(Collection entries)
..........

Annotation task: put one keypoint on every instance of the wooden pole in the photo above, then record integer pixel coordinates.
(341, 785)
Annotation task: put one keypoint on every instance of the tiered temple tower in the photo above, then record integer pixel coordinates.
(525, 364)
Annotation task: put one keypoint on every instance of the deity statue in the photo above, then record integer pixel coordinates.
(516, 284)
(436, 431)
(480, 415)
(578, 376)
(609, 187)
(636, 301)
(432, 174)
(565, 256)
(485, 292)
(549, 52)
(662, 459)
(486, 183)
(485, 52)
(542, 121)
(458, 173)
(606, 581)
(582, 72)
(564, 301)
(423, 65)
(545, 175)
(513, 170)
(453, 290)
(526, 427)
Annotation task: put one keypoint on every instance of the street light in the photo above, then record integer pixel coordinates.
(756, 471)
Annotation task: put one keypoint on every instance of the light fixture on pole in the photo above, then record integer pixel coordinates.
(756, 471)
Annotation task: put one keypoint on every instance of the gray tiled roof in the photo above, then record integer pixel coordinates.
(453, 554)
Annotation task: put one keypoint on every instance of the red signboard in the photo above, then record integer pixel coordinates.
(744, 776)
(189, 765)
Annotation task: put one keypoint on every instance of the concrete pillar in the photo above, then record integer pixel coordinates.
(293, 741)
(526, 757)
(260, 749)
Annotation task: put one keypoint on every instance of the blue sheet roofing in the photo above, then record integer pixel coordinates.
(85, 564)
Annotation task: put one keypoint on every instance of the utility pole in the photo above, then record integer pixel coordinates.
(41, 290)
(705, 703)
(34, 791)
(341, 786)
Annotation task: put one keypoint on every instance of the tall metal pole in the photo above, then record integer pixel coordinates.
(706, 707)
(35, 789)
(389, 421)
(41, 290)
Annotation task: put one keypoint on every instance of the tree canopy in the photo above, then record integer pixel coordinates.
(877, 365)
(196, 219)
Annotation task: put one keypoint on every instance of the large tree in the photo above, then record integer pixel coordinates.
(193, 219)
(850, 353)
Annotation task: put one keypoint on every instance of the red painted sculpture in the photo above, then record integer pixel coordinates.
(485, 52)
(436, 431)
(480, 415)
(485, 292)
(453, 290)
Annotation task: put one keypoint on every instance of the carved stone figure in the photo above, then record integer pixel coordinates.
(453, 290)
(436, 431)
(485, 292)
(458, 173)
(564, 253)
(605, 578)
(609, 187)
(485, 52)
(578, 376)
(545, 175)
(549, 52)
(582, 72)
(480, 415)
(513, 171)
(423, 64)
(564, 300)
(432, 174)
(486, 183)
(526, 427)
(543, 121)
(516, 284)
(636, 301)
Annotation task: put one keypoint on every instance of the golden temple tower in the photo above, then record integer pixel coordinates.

..........

**What you have to do**.
Take the entries above and transcribe them exactly as they stand.

**Solution to the exercise**.
Annotation task: put one keypoint on every instance of the wooden pole in the photo above, then record integer pixel coordinates.
(341, 785)
Annotation task: put one keypoint on every instance of the tiered temple tower in the photo above, then record integer pixel coordinates.
(525, 364)
Annotation task: put one keypoint on every instance of the deity statue in the photo above, then record integer pixel coordinates.
(516, 284)
(436, 431)
(480, 415)
(578, 376)
(609, 187)
(636, 301)
(432, 174)
(565, 256)
(485, 292)
(549, 52)
(662, 459)
(486, 183)
(485, 52)
(542, 121)
(458, 173)
(606, 581)
(582, 72)
(564, 301)
(423, 65)
(545, 175)
(513, 170)
(453, 290)
(526, 427)
Annotation task: put one keypoint on every instance of the street light in the photo above, then record integer pixel coordinates.
(756, 471)
Annotation task: put one keypoint on every instance of the light fixture on pole in the photo above, then record integer pixel coordinates.
(756, 471)
Annotation task: put one keypoint on every instance of the gray tiled roof in the photo above, then record integer pixel coordinates.
(453, 554)
Annotation task: put one keypoint on every instance of the red signboard in the photo above, then record integer pixel coordinates.
(744, 776)
(189, 765)
Annotation task: put one keypoint on every instance of the concrete pillar in the photo above, then record integer pixel coordinates.
(293, 741)
(526, 757)
(260, 749)
Annotation task: put one keypoint on every instance of the blue sheet roofing in the photo above, then record integer pixel coordinates.
(85, 564)
Annotation task: put one keypoint on every instance of the utility pole in the photo above, then record integer pixel coordinates.
(41, 290)
(705, 703)
(34, 791)
(341, 786)
Annotation task: put one keypoint on every instance of the tall metal pole in the photo above, then record integer pixel coordinates.
(706, 707)
(35, 789)
(389, 421)
(41, 290)
Annotation task: put one keypoint on every instance of the tree canopy in the photo above, then record integer pixel coordinates.
(877, 365)
(196, 219)
Annotation task: put one keypoint on every instance of the large tree in the photo above, then record integer pixel coordinates.
(193, 219)
(850, 353)
Annotation task: put one keypoint on every instance of the red painted sculpture in the photo above, then record integer pixel coordinates.
(485, 52)
(436, 431)
(480, 415)
(485, 292)
(453, 290)
Annotation task: put one keypoint on every instance of the carved stone figure in the photo above, then record integer pixel coordinates.
(453, 290)
(436, 431)
(485, 292)
(458, 173)
(564, 253)
(605, 578)
(609, 187)
(485, 52)
(578, 376)
(545, 175)
(549, 52)
(582, 72)
(480, 415)
(513, 171)
(423, 64)
(564, 300)
(432, 174)
(486, 183)
(526, 427)
(543, 121)
(516, 284)
(636, 301)
Annotation task: put one keypoint on every instance of the golden temple tower in the photo above, then record integer pixel coordinates.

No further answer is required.